Financial crime is such an example where vast amounts of (transactional) data is processed in order to detect any criminal behavior. Traditionally, the industry uses business rules to detect possible forms of known criminal behavior. Since business rules are a catch-all solution they often also produce a lot of false positives which need to be checked manually in order to confirm whether it involves illegal conduct. With the advance of machine learning models the detection possibilities become more complex, however, the danger of tunnel vision is still afoot. In this blog we will explore a different type of financial crime detection that should help to deal with this.

Drawbacks of supervised machine learning

Even though models to detect criminal financial behavior are becoming more advanced and more innovative, criminals are also innovative and always adapting to circumstances. Despite the increase in complexity and all the technological benefits of machine learning techniques, these models are often supervised models and thus still bound by the conventional interpretation of financial crime. Although this works well to detect the existing forms of criminal behavior, it is incomplete and leaves the institute prone to missing any new developments. Supervised machine learning models, by definition, make use of historic labels to learn to recognize financial crime. These historic labels are often generated by the original existing business-rule framework of the institute. A framework that was designed to catch known patterns of criminal behavior. But what about the unknown patterns of criminal behavior?

Added value of anomaly detection

This is where anomaly detection makes its way into the conversation. Anomaly detection refers to unsupervised models which aim to detect unusual behavior, or anomalies. Anomaly detection models come in many forms and shapes and usually involve some sort of clustering. Typically an anomaly detection model starts by defining some computable quantity which is used to define how different a certain data point is with respect to the underlying dataset.

(Coordinate labeling data)
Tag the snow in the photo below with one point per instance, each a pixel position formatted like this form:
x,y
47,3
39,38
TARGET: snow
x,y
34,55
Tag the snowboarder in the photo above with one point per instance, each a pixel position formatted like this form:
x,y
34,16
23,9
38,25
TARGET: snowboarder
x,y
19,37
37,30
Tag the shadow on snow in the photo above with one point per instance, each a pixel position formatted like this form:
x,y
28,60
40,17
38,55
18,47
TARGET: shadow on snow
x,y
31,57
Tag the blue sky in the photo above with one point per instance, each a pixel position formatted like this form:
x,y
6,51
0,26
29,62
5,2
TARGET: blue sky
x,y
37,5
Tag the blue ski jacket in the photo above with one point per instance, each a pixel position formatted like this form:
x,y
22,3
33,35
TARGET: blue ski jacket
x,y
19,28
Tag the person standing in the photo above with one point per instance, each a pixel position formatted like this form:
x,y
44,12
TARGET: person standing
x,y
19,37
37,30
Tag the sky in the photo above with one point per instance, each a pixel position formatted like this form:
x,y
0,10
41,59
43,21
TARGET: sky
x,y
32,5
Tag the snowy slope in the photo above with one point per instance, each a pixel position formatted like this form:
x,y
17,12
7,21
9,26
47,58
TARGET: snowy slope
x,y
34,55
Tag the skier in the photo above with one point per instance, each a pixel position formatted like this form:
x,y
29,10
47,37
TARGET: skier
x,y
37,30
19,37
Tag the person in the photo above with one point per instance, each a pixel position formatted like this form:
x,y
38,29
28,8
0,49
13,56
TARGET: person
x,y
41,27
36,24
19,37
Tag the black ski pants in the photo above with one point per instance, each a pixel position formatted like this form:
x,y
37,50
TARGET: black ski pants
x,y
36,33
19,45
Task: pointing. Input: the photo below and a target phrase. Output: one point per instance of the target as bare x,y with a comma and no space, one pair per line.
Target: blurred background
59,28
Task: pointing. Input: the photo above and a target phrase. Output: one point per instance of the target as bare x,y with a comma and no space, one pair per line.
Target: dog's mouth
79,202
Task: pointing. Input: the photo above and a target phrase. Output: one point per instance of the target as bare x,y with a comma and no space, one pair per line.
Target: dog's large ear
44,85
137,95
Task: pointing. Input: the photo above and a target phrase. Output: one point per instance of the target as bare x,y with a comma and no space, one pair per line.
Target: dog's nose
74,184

▶ **What to do**:
1/ Revise the passage on financial crime detection starting at "This is where" and ending at "the underlying dataset.", putting "grouping" wherever "clustering" occurs.
2/ Write the next part of the passage on financial crime detection, picking up after its final sentence.
The rows were taken from a source separate from the passage on financial crime detection.

▶ **Responses to the exercise**:
1/
This is where anomaly detection makes its way into the conversation. Anomaly detection refers to unsupervised models which aim to detect unusual behavior, or anomalies. Anomaly detection models come in many forms and shapes and usually involve some sort of grouping. Typically an anomaly detection model starts by defining some computable quantity which is used to define how different a certain data point is with respect to the underlying dataset.

2/
With respect to transaction monitoring, anomaly detection can help find unknown patterns of criminal behavior. Because it involves unsupervised techniques, it does not require any labels for training and will infer from the input data. This input data can be structured to fit any purpose. In order to find any anomalous cash or cross border transactional behavior, the input data would consist of features related to those topics. From the large amounts of transactional features the model would infer what normal cash or cross border behavior looks like. Subsequently, the algorithm will detect all behavior that does not match this normal behavior, and assign an anomaly score based on how different the observation is compared to the underlying dataset. These anomalies require manual inspection to determine whether the anomalous behavior is also criminal, or if it can be reasonably explained. In the cases that it pertains criminal behavior, it should be investigated whether this is a known pattern or potentially a new form of financial crime.

Combination is key

In order to improve the quality of alerts and to prevent an overload of manual labor, unsupervised models can also be combined with specific agent models. These agent models identify normal anomalous behavior, such as buying a house, and suppresses any alerts which can be linked to known anomalous behavior. This would filter out cases of known anomalous behavior and only leave the cases of unknown anomalous behavior. For these types of agent models, it is important that they identify cases of earlier anomalous behavior that was analysed and deemed legitimate. It is not the goal to identify suspicious behavior in itself. In time, this should produce a higher quality of alerts.

At RiskQuest, we see anomaly detection models as excellent tools to spot unusual customer activity in a high-dimensional feature space (i.e using and combining features in many different topics), complementing and supporting the business rule approaches and supervised ML models. Even though it is not directly a risk mitigant, it is an essential complementary tool in any financial crime detection framework to prevent tunnelling in on known patterns of financial crime.